## STATED PROBLEM
Reproduce word for word the rows below, starting at the line that contains "one marker per instance, written like [309,44]" and ending at the final row.
___ ENTRIES ___
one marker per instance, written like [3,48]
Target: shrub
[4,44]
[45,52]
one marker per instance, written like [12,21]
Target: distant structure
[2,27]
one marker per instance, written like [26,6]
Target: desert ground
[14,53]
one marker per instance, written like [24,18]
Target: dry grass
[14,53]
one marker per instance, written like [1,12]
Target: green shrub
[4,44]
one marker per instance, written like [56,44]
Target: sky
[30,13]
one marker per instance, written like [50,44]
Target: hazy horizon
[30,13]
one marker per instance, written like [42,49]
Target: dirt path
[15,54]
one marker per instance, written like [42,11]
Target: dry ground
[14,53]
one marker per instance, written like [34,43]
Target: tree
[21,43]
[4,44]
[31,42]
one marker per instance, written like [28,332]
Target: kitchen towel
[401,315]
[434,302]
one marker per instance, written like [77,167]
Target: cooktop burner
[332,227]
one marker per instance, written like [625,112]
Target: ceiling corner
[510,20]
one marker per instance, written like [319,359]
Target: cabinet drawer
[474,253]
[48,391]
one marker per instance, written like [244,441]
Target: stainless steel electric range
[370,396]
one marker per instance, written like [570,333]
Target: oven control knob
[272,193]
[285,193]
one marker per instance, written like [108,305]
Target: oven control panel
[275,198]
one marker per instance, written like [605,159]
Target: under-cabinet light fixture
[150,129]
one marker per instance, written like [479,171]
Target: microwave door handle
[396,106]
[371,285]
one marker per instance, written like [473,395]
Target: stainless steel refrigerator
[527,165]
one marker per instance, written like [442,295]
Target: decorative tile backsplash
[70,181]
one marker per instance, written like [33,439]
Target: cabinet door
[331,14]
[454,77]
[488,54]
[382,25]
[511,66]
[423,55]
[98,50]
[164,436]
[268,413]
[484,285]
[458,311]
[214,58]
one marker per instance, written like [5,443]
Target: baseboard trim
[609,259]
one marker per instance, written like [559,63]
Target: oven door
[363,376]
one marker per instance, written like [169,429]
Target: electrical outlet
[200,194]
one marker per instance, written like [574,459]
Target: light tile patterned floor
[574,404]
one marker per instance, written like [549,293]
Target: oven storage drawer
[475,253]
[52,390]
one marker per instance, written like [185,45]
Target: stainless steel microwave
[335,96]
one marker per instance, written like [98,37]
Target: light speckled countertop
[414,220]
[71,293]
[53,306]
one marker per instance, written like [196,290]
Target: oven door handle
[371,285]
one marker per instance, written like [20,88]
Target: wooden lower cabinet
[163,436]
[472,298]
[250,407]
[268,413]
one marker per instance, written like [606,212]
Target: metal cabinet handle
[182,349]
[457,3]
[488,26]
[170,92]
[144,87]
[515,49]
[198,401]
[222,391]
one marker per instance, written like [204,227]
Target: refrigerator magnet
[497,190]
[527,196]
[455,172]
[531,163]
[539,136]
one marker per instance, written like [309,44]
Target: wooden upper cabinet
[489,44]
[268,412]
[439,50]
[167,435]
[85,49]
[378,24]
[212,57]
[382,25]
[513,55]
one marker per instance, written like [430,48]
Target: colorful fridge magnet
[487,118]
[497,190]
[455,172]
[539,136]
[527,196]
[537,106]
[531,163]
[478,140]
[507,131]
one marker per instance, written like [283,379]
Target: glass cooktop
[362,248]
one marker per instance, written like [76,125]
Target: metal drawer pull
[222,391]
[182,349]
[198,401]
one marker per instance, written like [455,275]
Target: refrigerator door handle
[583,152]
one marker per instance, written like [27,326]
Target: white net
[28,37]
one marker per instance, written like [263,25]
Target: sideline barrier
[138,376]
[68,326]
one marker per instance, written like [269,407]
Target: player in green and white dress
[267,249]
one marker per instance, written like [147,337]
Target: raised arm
___
## THE ANSWER
one marker per instance, written like [309,44]
Target: wooden upper cabinet
[489,44]
[268,412]
[439,50]
[167,435]
[85,49]
[378,24]
[212,57]
[382,25]
[513,55]
one marker per instance, written like [430,48]
Target: colorful fridge magnet
[487,118]
[497,190]
[455,172]
[539,136]
[527,196]
[537,106]
[531,163]
[478,140]
[507,131]
one marker per instance, written like [283,379]
Target: glass cooktop
[362,248]
one marker per instance, written like [76,125]
Target: metal drawer pull
[222,391]
[182,349]
[198,401]
one marker per instance, written like [455,275]
Target: refrigerator door handle
[583,152]
one marker per instance, written like [27,326]
Target: white net
[28,37]
one marker per instance, written like [263,25]
Target: sideline barrier
[138,376]
[68,326]
one marker per instance, written like [269,407]
Target: player in green and white dress
[267,249]
one marker per instance, written like [147,337]
Target: raised arm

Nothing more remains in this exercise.